* Required task *
Locate the line that contains "point: the garden" in the entries below. Retype it and all following lines through the final one, character for character.

-- Start of Records supplied --

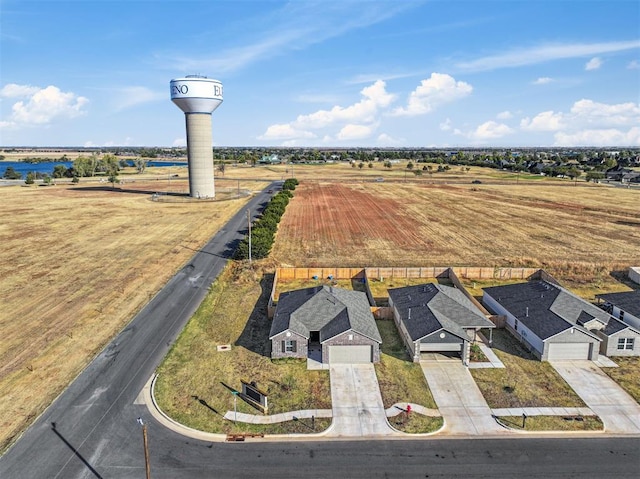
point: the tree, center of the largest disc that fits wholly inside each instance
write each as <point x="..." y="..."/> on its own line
<point x="59" y="171"/>
<point x="574" y="174"/>
<point x="11" y="174"/>
<point x="594" y="176"/>
<point x="140" y="164"/>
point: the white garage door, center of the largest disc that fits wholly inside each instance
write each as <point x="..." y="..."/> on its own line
<point x="561" y="351"/>
<point x="433" y="347"/>
<point x="356" y="354"/>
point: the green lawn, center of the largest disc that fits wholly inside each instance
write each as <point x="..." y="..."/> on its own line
<point x="553" y="423"/>
<point x="525" y="381"/>
<point x="627" y="375"/>
<point x="191" y="384"/>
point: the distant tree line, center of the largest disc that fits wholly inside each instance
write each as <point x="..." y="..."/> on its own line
<point x="263" y="230"/>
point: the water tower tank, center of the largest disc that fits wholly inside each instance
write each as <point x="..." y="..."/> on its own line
<point x="198" y="97"/>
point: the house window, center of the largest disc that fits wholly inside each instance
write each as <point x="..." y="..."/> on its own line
<point x="625" y="343"/>
<point x="289" y="346"/>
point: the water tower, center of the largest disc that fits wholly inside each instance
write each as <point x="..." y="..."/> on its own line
<point x="197" y="97"/>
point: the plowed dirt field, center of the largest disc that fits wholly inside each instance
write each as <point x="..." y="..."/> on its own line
<point x="333" y="224"/>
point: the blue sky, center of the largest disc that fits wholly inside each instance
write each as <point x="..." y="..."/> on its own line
<point x="323" y="74"/>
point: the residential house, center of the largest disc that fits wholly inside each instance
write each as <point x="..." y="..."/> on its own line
<point x="547" y="319"/>
<point x="336" y="322"/>
<point x="624" y="306"/>
<point x="433" y="318"/>
<point x="556" y="324"/>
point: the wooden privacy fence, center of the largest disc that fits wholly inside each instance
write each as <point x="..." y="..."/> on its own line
<point x="467" y="272"/>
<point x="441" y="272"/>
<point x="322" y="273"/>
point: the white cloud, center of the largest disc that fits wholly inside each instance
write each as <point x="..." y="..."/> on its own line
<point x="545" y="121"/>
<point x="355" y="132"/>
<point x="315" y="98"/>
<point x="12" y="90"/>
<point x="590" y="112"/>
<point x="375" y="97"/>
<point x="295" y="26"/>
<point x="356" y="121"/>
<point x="589" y="123"/>
<point x="490" y="130"/>
<point x="42" y="105"/>
<point x="542" y="81"/>
<point x="135" y="95"/>
<point x="436" y="90"/>
<point x="601" y="137"/>
<point x="284" y="132"/>
<point x="445" y="125"/>
<point x="593" y="64"/>
<point x="545" y="53"/>
<point x="388" y="140"/>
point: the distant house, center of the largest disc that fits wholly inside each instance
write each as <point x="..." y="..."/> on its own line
<point x="435" y="318"/>
<point x="556" y="324"/>
<point x="272" y="159"/>
<point x="624" y="175"/>
<point x="336" y="321"/>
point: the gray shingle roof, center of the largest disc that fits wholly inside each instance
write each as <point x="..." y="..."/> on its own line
<point x="545" y="308"/>
<point x="628" y="301"/>
<point x="427" y="308"/>
<point x="329" y="310"/>
<point x="614" y="326"/>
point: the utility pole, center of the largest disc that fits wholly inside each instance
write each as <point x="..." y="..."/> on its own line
<point x="146" y="448"/>
<point x="249" y="221"/>
<point x="235" y="405"/>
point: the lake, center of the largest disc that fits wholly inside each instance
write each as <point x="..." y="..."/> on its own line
<point x="46" y="167"/>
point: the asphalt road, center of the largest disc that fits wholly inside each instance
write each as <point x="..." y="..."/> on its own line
<point x="91" y="431"/>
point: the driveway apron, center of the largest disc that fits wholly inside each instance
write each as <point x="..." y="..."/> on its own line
<point x="357" y="404"/>
<point x="617" y="409"/>
<point x="459" y="400"/>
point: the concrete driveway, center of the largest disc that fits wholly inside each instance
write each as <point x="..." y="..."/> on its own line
<point x="357" y="404"/>
<point x="619" y="412"/>
<point x="459" y="400"/>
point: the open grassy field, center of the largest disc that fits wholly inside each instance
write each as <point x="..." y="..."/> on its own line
<point x="76" y="263"/>
<point x="573" y="231"/>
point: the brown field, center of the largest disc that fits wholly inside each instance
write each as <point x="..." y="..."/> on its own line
<point x="76" y="263"/>
<point x="570" y="230"/>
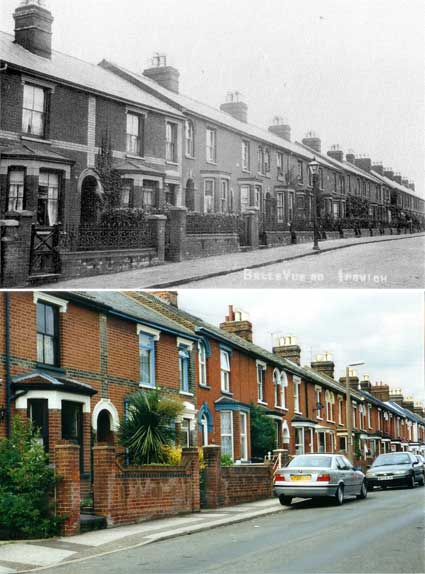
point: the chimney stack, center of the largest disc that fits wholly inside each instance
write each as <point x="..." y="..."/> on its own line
<point x="235" y="107"/>
<point x="388" y="172"/>
<point x="380" y="391"/>
<point x="313" y="141"/>
<point x="237" y="322"/>
<point x="353" y="380"/>
<point x="378" y="168"/>
<point x="324" y="364"/>
<point x="397" y="177"/>
<point x="280" y="128"/>
<point x="396" y="396"/>
<point x="363" y="163"/>
<point x="169" y="297"/>
<point x="365" y="384"/>
<point x="33" y="27"/>
<point x="350" y="157"/>
<point x="165" y="76"/>
<point x="336" y="153"/>
<point x="287" y="348"/>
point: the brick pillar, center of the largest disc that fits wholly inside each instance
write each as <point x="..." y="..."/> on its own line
<point x="177" y="232"/>
<point x="212" y="458"/>
<point x="16" y="245"/>
<point x="103" y="481"/>
<point x="67" y="462"/>
<point x="157" y="227"/>
<point x="190" y="459"/>
<point x="251" y="218"/>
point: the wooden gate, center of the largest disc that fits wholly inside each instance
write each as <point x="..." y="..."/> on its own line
<point x="44" y="253"/>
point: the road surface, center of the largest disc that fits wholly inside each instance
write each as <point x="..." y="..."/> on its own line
<point x="384" y="533"/>
<point x="386" y="265"/>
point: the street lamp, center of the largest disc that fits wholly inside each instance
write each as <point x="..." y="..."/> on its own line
<point x="314" y="168"/>
<point x="349" y="422"/>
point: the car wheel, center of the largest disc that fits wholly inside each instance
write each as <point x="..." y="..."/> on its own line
<point x="339" y="495"/>
<point x="411" y="481"/>
<point x="363" y="491"/>
<point x="285" y="500"/>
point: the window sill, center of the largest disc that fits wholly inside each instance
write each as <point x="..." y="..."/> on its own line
<point x="52" y="368"/>
<point x="145" y="386"/>
<point x="35" y="139"/>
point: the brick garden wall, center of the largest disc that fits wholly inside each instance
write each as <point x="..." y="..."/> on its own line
<point x="128" y="495"/>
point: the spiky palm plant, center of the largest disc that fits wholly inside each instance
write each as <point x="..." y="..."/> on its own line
<point x="149" y="426"/>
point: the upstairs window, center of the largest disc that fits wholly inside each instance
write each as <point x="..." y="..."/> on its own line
<point x="225" y="370"/>
<point x="34" y="111"/>
<point x="171" y="142"/>
<point x="47" y="334"/>
<point x="134" y="134"/>
<point x="184" y="368"/>
<point x="16" y="189"/>
<point x="189" y="139"/>
<point x="147" y="359"/>
<point x="202" y="358"/>
<point x="48" y="198"/>
<point x="211" y="145"/>
<point x="245" y="155"/>
<point x="261" y="374"/>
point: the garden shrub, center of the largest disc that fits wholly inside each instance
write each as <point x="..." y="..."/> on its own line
<point x="26" y="487"/>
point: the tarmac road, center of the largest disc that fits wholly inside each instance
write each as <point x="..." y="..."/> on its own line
<point x="384" y="533"/>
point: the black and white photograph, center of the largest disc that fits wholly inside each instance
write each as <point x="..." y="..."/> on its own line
<point x="212" y="286"/>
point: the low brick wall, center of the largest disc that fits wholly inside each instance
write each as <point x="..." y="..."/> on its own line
<point x="205" y="245"/>
<point x="89" y="263"/>
<point x="333" y="235"/>
<point x="278" y="237"/>
<point x="304" y="236"/>
<point x="132" y="494"/>
<point x="246" y="483"/>
<point x="225" y="486"/>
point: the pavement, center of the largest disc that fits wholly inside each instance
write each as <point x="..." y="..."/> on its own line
<point x="382" y="534"/>
<point x="37" y="555"/>
<point x="184" y="272"/>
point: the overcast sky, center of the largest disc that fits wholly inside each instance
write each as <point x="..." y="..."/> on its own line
<point x="351" y="70"/>
<point x="384" y="329"/>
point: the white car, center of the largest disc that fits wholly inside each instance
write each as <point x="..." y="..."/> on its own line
<point x="311" y="475"/>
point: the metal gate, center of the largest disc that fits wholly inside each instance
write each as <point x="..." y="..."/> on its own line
<point x="44" y="253"/>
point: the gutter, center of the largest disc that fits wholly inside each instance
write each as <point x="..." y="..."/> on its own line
<point x="8" y="373"/>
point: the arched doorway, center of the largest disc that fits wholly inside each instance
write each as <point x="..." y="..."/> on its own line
<point x="190" y="195"/>
<point x="104" y="430"/>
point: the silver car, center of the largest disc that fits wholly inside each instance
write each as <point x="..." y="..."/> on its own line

-- End of Records supplied --

* Written solution *
point: the garden shrub, center of the largest disc that fits wholly inside each instance
write each as <point x="..." y="..."/> on its own line
<point x="26" y="487"/>
point: the tarmac road, center of the largest disc that fits wholly inside each instance
write each as <point x="..." y="..."/> on its own line
<point x="384" y="533"/>
point: the black and white photograph, center of the largest disc that fits wholly inside each instance
write each as <point x="..." y="..."/> on its own line
<point x="212" y="286"/>
point: the low brick wall, center of the largest disc that fits wholly inside each instance
write each as <point x="..." y="..."/> on its own line
<point x="205" y="245"/>
<point x="89" y="263"/>
<point x="333" y="235"/>
<point x="278" y="237"/>
<point x="304" y="236"/>
<point x="132" y="494"/>
<point x="246" y="483"/>
<point x="225" y="486"/>
point: the pavement, center of the largest disc that fits wholly inside each instance
write each as <point x="..." y="..."/> on its own line
<point x="382" y="534"/>
<point x="37" y="555"/>
<point x="184" y="272"/>
point: the overcast sky, center of the largest disc that fits wholly inside each instance
write each as <point x="..." y="..."/> on its own line
<point x="351" y="70"/>
<point x="384" y="329"/>
point: the white car, center of the largest disc that fits wholly inside each instance
write each as <point x="..." y="..."/> on its own line
<point x="311" y="475"/>
point: the metal gate, center of the largest disc that fits wholly inside each instance
write each as <point x="..." y="..."/> on its own line
<point x="44" y="253"/>
point: the gutter, center of the largest disc that fits wholly inside each instance
write each as <point x="..." y="..."/> on its own line
<point x="8" y="373"/>
point: the arched doorway, center of the largest disc that fits wholly inside each instance
write each as <point x="..." y="..."/> on its own line
<point x="190" y="195"/>
<point x="104" y="430"/>
point: the silver car, center of the largest disc that fits wholly inside each instance
write each as <point x="..." y="..."/> on its own line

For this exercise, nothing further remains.